Source records -
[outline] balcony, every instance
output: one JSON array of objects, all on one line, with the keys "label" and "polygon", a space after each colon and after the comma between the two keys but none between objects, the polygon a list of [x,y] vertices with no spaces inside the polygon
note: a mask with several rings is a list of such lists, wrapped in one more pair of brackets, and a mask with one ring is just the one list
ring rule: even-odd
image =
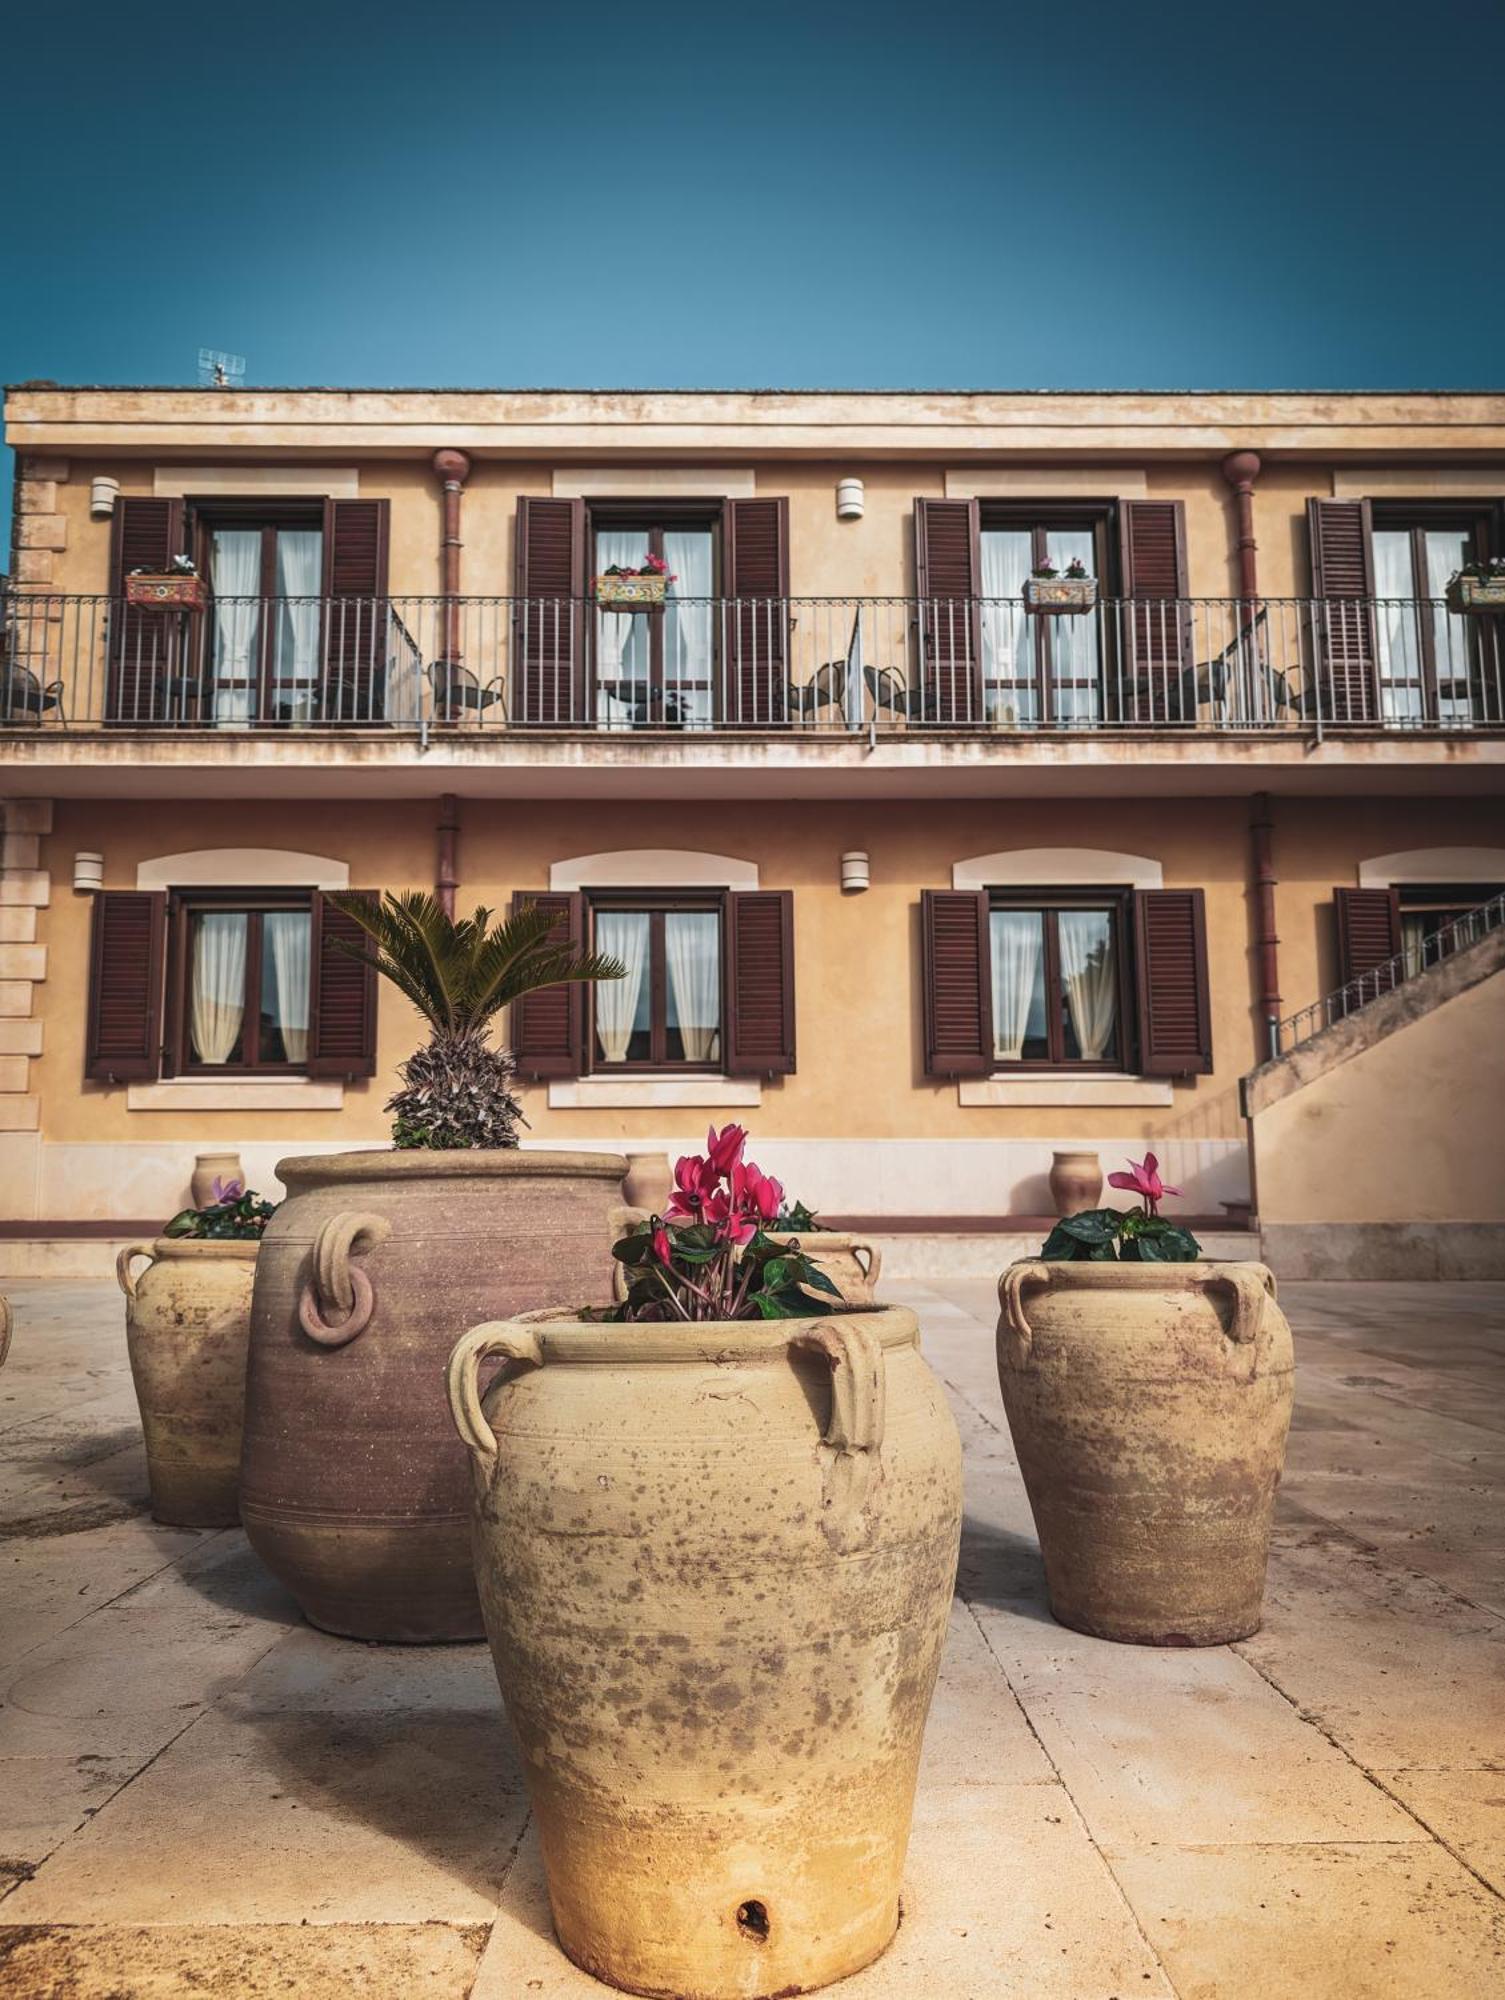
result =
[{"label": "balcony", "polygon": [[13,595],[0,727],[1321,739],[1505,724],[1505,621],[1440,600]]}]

What to do - Copy each entry exactly, with no pictures.

Output below -
[outline] balcony, every instance
output: one JSON array of objects, all on one line, with the keys "label" and "polygon", a space after each colon and after the comma between the two keys but none between objects, the polygon a list of [x,y] vertices with no spaces inside the polygon
note: a mask with several rings is a list of such lists, wrapped in one more pair of brackets, and a mask with one ring is just the one list
ring rule: even-odd
image =
result =
[{"label": "balcony", "polygon": [[13,595],[0,727],[1321,739],[1505,724],[1505,621],[1440,600]]}]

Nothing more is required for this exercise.